-- Opening Marker --

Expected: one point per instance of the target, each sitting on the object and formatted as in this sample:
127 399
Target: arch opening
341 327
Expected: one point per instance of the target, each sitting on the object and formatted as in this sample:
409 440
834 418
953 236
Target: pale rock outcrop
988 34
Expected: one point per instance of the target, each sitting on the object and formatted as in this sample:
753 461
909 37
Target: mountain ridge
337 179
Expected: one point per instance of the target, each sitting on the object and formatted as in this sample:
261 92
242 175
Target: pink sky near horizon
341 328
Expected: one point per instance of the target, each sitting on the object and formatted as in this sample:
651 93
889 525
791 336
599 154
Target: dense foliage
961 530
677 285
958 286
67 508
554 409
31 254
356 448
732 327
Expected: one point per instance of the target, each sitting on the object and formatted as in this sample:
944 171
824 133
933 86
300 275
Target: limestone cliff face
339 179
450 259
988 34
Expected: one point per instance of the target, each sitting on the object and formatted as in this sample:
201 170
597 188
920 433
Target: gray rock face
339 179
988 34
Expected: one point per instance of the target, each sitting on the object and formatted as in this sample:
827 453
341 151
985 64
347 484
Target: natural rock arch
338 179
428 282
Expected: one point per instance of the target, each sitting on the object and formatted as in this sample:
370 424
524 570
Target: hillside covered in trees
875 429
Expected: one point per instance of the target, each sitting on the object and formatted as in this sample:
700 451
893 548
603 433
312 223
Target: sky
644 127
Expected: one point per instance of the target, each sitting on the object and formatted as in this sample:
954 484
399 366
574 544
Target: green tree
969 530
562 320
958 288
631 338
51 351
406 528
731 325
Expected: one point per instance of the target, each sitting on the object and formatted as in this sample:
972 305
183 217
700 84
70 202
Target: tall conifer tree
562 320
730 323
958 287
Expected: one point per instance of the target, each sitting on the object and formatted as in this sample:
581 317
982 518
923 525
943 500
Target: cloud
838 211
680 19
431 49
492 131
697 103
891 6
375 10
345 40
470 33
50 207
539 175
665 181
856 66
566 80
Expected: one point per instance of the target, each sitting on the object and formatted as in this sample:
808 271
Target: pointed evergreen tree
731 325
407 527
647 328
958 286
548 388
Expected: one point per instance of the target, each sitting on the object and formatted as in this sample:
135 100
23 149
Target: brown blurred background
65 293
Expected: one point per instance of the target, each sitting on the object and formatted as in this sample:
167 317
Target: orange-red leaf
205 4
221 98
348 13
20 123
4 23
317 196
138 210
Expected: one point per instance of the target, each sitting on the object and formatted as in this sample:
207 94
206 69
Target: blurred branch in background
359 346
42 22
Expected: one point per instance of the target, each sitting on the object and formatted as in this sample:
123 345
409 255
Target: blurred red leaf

-- Closing Marker --

Work item = Lines from the one holding "Target: blurred branch in background" to the end of the listing above are the only ones to transcribe. Keep each exactly as written.

Expected answer =
Target: blurred branch in background
359 346
42 22
Expected: one point per instance of the target, each sitting on the object and formatted as in this sample:
123 345
409 255
Target: blurred red leaf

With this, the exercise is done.